## What you should do:
What is needed is an exact copy of all the records, written out in full.

(Referring expression pointing data)
* * * *

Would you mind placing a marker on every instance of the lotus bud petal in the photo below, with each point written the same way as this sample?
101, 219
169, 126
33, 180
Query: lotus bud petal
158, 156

* * * *

## Response area:
Would you mind placing a marker on every instance of the lotus bud petal in the photo below, with each point written the same way as this sample?
101, 219
169, 126
33, 180
Query: lotus bud petal
158, 156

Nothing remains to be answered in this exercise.